═════ Stored records
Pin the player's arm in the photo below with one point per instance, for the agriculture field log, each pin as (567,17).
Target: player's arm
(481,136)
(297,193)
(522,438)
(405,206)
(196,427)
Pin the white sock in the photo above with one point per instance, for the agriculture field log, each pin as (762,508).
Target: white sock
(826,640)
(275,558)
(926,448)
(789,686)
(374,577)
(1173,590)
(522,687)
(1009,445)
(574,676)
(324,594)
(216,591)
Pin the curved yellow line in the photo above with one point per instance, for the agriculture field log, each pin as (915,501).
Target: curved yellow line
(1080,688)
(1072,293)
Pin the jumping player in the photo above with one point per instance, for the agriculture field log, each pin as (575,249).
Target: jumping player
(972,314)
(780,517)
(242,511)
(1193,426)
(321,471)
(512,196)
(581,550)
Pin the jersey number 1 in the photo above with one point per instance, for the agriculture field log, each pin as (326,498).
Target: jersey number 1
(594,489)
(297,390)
══════════
═════ Stored records
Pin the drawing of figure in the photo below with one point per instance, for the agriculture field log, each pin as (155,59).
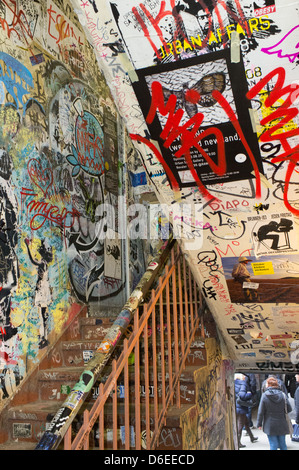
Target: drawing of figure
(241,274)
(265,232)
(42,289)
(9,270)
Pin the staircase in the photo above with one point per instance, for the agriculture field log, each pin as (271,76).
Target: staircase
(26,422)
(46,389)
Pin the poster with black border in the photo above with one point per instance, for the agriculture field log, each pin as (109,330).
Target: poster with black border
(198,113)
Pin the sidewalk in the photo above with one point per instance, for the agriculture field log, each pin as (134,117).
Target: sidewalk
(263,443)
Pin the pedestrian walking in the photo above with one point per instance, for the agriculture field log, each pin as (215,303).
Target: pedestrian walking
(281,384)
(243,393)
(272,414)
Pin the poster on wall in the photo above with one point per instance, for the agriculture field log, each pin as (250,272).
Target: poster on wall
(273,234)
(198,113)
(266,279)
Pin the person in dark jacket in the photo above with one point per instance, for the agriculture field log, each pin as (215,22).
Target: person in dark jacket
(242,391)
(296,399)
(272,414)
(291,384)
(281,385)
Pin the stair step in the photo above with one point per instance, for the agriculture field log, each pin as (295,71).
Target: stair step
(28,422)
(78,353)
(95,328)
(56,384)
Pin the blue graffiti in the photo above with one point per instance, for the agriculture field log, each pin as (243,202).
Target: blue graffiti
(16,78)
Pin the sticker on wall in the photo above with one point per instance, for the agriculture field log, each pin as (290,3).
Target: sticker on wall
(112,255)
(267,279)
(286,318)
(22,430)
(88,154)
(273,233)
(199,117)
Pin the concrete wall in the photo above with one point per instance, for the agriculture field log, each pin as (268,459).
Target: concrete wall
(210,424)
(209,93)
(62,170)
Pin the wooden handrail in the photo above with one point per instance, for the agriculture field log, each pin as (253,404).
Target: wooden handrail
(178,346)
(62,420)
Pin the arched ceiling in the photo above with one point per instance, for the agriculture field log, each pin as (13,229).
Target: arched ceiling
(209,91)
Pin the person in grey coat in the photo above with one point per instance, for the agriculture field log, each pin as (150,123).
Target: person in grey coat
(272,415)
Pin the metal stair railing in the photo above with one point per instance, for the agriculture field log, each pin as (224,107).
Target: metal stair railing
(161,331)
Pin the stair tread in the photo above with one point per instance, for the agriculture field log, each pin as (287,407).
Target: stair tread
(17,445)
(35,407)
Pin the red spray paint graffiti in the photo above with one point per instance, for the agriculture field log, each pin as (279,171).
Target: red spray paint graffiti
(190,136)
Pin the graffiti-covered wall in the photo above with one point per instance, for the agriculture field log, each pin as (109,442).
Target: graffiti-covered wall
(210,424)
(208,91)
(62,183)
══════════
Requirement: Count the lines in the two blocks above that contain the word "poster", and reply with that number alone.

Expected output: 4